Provided material:
# # #
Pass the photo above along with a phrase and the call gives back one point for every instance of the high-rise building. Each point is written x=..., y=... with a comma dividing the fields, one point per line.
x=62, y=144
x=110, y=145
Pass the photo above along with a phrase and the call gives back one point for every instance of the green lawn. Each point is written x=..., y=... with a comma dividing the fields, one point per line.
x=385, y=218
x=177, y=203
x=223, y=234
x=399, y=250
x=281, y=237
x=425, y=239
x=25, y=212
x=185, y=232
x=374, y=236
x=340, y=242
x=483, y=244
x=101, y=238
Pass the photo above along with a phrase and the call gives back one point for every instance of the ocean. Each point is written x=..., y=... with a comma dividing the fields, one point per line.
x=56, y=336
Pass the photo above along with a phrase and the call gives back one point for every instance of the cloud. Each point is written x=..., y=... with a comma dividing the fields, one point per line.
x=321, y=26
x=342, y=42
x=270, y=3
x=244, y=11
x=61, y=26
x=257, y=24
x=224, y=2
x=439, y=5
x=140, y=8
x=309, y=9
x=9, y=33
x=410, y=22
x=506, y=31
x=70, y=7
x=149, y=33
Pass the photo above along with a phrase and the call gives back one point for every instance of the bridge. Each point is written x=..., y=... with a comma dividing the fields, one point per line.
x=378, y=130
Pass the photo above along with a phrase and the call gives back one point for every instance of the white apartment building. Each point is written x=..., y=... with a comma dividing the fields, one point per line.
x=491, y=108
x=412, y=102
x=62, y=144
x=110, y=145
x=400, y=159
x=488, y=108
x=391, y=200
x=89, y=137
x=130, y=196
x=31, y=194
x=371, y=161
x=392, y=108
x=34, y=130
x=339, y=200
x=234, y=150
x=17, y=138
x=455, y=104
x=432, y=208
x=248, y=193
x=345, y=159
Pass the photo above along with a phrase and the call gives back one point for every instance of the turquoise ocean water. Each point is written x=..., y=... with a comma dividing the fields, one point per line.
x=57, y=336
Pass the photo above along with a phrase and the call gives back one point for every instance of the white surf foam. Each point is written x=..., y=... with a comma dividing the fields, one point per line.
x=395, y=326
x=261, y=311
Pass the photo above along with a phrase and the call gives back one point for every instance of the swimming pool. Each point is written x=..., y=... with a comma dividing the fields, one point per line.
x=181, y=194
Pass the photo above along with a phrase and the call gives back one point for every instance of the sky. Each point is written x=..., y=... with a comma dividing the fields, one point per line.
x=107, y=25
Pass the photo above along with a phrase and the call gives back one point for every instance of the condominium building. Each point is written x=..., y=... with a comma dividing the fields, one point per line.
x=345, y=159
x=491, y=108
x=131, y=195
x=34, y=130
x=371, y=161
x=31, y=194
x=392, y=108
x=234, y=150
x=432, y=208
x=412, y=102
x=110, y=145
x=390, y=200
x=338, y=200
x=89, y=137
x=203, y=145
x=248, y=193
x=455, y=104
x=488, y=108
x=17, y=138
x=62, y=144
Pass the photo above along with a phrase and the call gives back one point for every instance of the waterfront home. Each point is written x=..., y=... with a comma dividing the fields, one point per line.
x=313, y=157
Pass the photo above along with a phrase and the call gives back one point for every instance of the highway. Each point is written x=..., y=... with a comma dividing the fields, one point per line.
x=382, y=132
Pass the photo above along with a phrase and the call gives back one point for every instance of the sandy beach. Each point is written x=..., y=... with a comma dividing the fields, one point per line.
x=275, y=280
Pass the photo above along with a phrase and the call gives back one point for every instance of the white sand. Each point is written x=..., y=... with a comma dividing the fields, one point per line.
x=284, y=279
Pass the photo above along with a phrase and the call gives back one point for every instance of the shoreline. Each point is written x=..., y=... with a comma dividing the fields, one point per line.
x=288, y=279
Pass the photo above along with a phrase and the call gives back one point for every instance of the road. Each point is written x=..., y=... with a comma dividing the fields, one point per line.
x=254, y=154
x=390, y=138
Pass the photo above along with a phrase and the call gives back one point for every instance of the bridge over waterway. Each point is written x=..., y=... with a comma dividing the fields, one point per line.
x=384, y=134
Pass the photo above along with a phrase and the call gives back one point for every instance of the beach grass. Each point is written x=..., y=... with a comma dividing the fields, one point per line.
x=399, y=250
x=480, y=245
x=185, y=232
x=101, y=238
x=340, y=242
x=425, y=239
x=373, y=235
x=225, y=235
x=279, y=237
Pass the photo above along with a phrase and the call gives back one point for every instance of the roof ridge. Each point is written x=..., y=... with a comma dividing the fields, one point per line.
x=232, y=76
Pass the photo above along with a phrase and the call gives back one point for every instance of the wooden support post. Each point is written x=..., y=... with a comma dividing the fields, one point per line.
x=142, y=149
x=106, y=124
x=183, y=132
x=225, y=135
# # #
What the task asks:
Return the records in full, exactly as they read.

Result for this exercise:
Pass the photo above along with a phrase and the call gives back one point for every instance of the high-rise building. Each point is written x=..., y=... with a comma dividing the fields, one point per line.
x=62, y=144
x=110, y=145
Pass the photo above along with a phrase and the call gives back one point for every instance of the green lawn. Each point is written x=..., y=... with a comma dividing the fields, one point per line.
x=385, y=218
x=177, y=203
x=223, y=234
x=399, y=250
x=281, y=237
x=425, y=239
x=25, y=212
x=185, y=232
x=374, y=236
x=340, y=242
x=483, y=244
x=101, y=238
Pass the photo above along with a phrase and the call gives back one point for every instance of the ocean. Each point is written x=..., y=... with a comma dividing the fields, one point per line.
x=56, y=336
Pass the photo above along with a phrase and the call gives back one point for every instance of the cloud. Each point is written x=..., y=... with a comma dividing the fields, one point per line.
x=321, y=26
x=342, y=42
x=270, y=3
x=244, y=11
x=61, y=26
x=257, y=24
x=224, y=2
x=439, y=5
x=140, y=8
x=309, y=9
x=9, y=33
x=410, y=22
x=506, y=31
x=70, y=7
x=149, y=33
Pass the photo above along with a phrase and the call gives back one point for every instance of the bridge. Each point is written x=..., y=... with a comma dividing the fields, one point per line.
x=378, y=130
Pass the photo above along with a phrase and the call gives back one point for every instance of the white apartment building. Each point is written x=..., y=... with a comma dividing the fields, one point per line.
x=491, y=108
x=412, y=102
x=62, y=144
x=110, y=145
x=400, y=159
x=488, y=108
x=391, y=200
x=89, y=137
x=130, y=196
x=31, y=194
x=371, y=161
x=392, y=108
x=34, y=130
x=339, y=200
x=234, y=150
x=17, y=138
x=455, y=104
x=432, y=208
x=248, y=193
x=345, y=159
Pass the photo above along with a phrase and the call gives back one point for every instance of the turquoise ocean water. Each point is written x=..., y=... with a comma dividing the fields, one point per line.
x=57, y=336
Pass the photo above along with a phrase and the call gives back one point for every instance of the white surf foam. Each point is written x=..., y=... with a comma dividing the fields, one point per line.
x=395, y=326
x=261, y=311
Pass the photo above along with a phrase and the call gives back one point for every instance of the swimming pool. Each point is written x=..., y=... with a comma dividing the fields, one point per line.
x=181, y=194
Pass the photo above along with a phrase and the call gives back one point for every instance of the sky. Each point is written x=..., y=... with a comma dividing the fields, one point per line.
x=107, y=25
Pass the photo above along with a phrase and the call gives back one point for every instance of the condominium building. Each point is written x=..., y=... with a comma dividing the fields, one point per line.
x=345, y=159
x=491, y=108
x=131, y=195
x=34, y=130
x=371, y=161
x=31, y=194
x=392, y=108
x=234, y=150
x=432, y=208
x=412, y=102
x=110, y=145
x=390, y=200
x=338, y=200
x=89, y=137
x=203, y=145
x=248, y=193
x=455, y=104
x=488, y=108
x=17, y=138
x=62, y=144
Pass the photo above along with a phrase and the call gives back one point for every instance of the waterfront home. Each point is written x=..., y=... with a comma dividing the fields, one point per line.
x=313, y=157
Pass the photo above along with a phrase and the call gives back one point for every instance of the highway. Each point is written x=..., y=... with a comma dividing the fields, one point per line.
x=382, y=132
Pass the photo above along with a phrase and the call gives back one point for every instance of the sandy beach. Each point is written x=..., y=... with a comma dividing the fields, one point per line.
x=275, y=280
Pass the photo above along with a phrase and the call gives back one point for every instance of the white sand. Each point is written x=..., y=... with a comma dividing the fields, one point per line.
x=284, y=279
Pass the photo above along with a phrase and the call gives back one point for every instance of the shoreline. Each point is written x=..., y=... with a comma dividing the fields, one point per line.
x=288, y=279
Pass the photo above along with a phrase and the call gives back one point for every instance of the road. Each point is written x=..., y=... with a comma dividing the fields, one point per line.
x=254, y=154
x=390, y=138
Pass the photo above along with a phrase and the call gives back one point for every instance of the bridge over waterway. Each point is written x=..., y=... with a comma dividing the fields, one point per line.
x=384, y=134
Pass the photo above along with a phrase and the call gives back one point for every instance of the beach grass. Each point is written x=..., y=... with a comma dividing the fields, one point per line.
x=399, y=250
x=480, y=245
x=185, y=232
x=101, y=238
x=340, y=242
x=425, y=239
x=373, y=235
x=225, y=235
x=279, y=237
Pass the photo above along with a phrase and the call gives back one point for every instance of the roof ridge. Each point is written x=..., y=... with a comma dividing the fields, one point per line.
x=232, y=76
Pass the photo above along with a phrase and the call gives back one point for every instance of the wooden support post. Each point is written x=..., y=... with a comma dividing the fields, one point per line.
x=142, y=149
x=106, y=124
x=183, y=132
x=225, y=135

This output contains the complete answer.